**課題の目的:**
下にあるコンクール本選をめぐる文章を、最後の文のあとから書き継いでもらえますか？

**読む文章:**
なお、もう結果も出たので記しますと、セミファイナルでオマールQが演奏したドビュッシーが課題曲に入っていなかったことが本選進出団体発表後に発覚。昨日は関係者、参加団体含めた討議が繰り返され、本選に4団体進出ということになりました。オマールQの扱いが注目されましたが、上述のような結果となった次第。結果から除外、という判断は下されませんでした。

昨日の段階で「本選参加団体は当初アナウンスがあった3団体にエスメQを加える」と聞いたとき、「ああ、オマールQはせっかくここまで来たのだから本選では弾いて貰うけど、流石に賞は付けるわけにいかないだろう、そのため他に3団体が必要になったのかぁ」と思ったです。どーもそういう訳ではなかったんですねぇ。へえええ…

正直、オマールQとすれば、本選では圧倒してぶっちぎるしかないと思ったか、これまでボルドー、バンフ、レッジョと聴いてきた彼らの音楽とはちょっと違った、かなりアグレッシヴな本選での演奏でした。まあ、これはこれでひとつのまだこれからの団体が危機的な局面にどう対処するかを見ることが出来たので、やくぺん先生的にはとても興味深いことでしたけど…本人らとすれば、なんというかなぁ、いろいろと難しかったでしょうねぇ。

**データ抜粋:**

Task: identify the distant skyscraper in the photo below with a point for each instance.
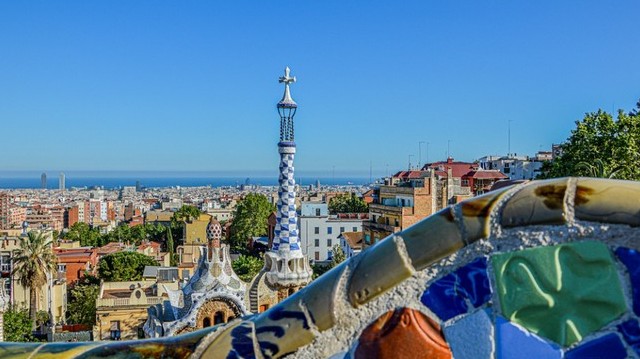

**期待される出力:**
マックスウェルQはある意味で逆に肩の力が抜けたか、本選でのハイドン作品74の2がとっても楽しい音楽で、長ぁい本選の一服の清涼剤でした。ですから、今日の演奏だけを考えれば、この結果はあり、でしょ。ま、なんにせよ、オマールとマックスウェルの戦い、イースター前のロンドンまで引っ張りそう。ふうう…

今回のトロンハイム大会、なんといっても「アジア勢の大量参加」という大きな特徴があり、このクラスの大会でこれだけのアジア勢参加があると、この先2年くらい、あちこちでそういう傾向が出て来るのかなぁ、なーんて思ったりもするわけですが、ま、その辺りを含めた「音楽祭の中でのフェスティバル」という位置付けについては、来年春の「奏」に書きますので、半年くらいお待ちあれ。忘れちゃいそーだけどさ。

てなわけで、北緯65度の街を去り、明日は移動日で、バルセロナに向かいます。秋から、また夏の終わりに逆戻り。

皆様、お疲れ様でした。御世話になりましたです。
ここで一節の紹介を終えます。